**** TEXTABSCHNITT

Nerven aus Draht
Die Galerie 2B zeigt die Werkgruppe „Hirn/Agy” des ungarisch-deutschen Künstlers Botond. Auf Plastiken und Grafiken erkundet dieser das menschliche Gehirn und versucht sich an der Verortung der Seele.
Zum Schmücken der Wohnzimmerwand eignet sich eine geöffnete Schädeldecke nur bedingt. Genau diese, gefertigt auf einer alten LKW-Plane, erwartet den Besucher in der Einzelausstellung „BOTOND: Hirn/Agy” in der Galerie 2B. Im Zentrum der Schau steht das menschliche Gehirn. Dessen Anatomie, ein Forschungsfeld ähnlich mysteriös wie das Universum, bildet den Startpunkt für die Arbeiten des im südungarischen Pécs geborenen Botond Kardos. „Derzeit läuft gerade die letzte natur- und geisteswissenschaftliche ´Attacke` auf das menschliche Hirn. Man investiert Riesensummen, um sein Geheimnis zu enträtseln”, erklärt János Kurdy-Fehér, der Kurator und ein guter Freund des 2010 verstorbenen Botond. Die Werkgruppe, eine von insgesamt 20, entstand von 2007 bis 2008. Einem Computertomographen gleich seziert Botond zunächst von allen Seiten das Innenleben des menschlichen Schädels, so entstanden abstrakte Zeichnungen und Ölmalereien. Darauf winden sich blutrot leuchtende Energiestränge um den Hirnstamm. Auf seinen Holzkohlezeichnungen umkreisen Neuronenbahnen zu Tausenden zielsuchend das Nicht-Fassbare und verdichten sich zu Kraftfeldern. Auf der LKW-Plane durchtrennte Botond in Gedanken die weiche, zarte Pia Mater, die innerste Schicht der Hirnhäute. Darunter glitzert das freiliegende Gehirn.
Während sich seine Bilder auf Papier der Anatomie widmen, nähern sich die nackten Physiognomien im Eingangsraum der Galerie dem Ergebnis dieser Hirnleistung an: In der Mitte des Raumes bewundert der Besucher einen fertigen Menschen kurz vor der Geburt, zusammengehalten mit Drähten, die wie verästelten Nervenbahnen anmuten. Für die Figuren nähte Botond Flicken durchscheinender Polyethylenfolie aneinander, klebte oder verschweißte sie. An den Ausstellungsstücken fehlen die Erläuterungen, zwei Informationstafeln auf Englisch und Ungarisch nennen Wissenswertes zum Künstler. „Grund für die einheitliche Bezeichnung ist, dass sich Botonds Arbeiten sowohl inhaltlich als auch formal netzwerkartig aufbauen”, erklärt Kurdy-Fehér. Zusammen mit Botonds Witwe Lioba Pilgram, die den Nachlass verwaltet, organisiert er die Ausstellungen. Zu sehen ist ebenfalls Filmmaterial von 1989: ein halbstündiger Film über eine von Botonds zahlreichen Performances namens „232 C°”, die er in Nürnberg als direkten Protest gegen die Bücherverbrennungen der Nazis und gegen jede Art von Rassismus begann. „Heute, da wir in Ungarn einen starken Zuwachs von Diskriminierung und Hass erleben müssen, ist diese Aktion leider nach wie vor aktuell”.

********
**** DATENSATZEINTRÄGE

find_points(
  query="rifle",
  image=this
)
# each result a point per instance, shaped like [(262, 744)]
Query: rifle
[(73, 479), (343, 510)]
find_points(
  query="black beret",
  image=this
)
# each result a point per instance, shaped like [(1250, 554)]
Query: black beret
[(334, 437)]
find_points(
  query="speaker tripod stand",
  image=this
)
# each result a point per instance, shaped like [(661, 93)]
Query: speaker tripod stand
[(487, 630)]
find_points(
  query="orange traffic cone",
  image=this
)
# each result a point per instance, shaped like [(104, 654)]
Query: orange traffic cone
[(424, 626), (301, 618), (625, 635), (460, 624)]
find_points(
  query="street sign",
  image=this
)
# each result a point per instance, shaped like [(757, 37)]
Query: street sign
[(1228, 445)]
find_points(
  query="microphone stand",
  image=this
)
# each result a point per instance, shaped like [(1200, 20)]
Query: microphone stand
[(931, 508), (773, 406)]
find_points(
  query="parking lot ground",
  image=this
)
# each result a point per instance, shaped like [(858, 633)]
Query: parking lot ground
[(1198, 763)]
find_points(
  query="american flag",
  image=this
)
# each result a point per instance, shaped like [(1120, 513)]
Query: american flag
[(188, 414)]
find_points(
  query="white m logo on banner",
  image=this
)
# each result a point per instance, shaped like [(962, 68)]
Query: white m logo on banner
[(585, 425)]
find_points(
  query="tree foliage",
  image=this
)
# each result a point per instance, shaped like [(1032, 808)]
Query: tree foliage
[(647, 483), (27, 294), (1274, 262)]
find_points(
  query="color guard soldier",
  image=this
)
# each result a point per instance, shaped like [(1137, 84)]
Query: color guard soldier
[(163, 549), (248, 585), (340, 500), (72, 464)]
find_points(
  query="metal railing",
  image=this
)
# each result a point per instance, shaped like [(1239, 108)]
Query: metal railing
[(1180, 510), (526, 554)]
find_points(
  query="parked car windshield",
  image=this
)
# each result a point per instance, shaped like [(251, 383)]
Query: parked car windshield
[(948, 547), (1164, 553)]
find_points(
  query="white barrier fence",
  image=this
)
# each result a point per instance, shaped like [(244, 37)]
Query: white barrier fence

********

# [DIE AUFGABE]
In welchen Jahren entstand laut dem Textabschnitt über die Ausstellung „Hirn/Agy“ die gezeigte Werkgruppe? Antworte bitte in einem Satz.

# [ERLEDIGTE AUFGABE]
Die Werkgruppe entstand von 2007 bis 2008.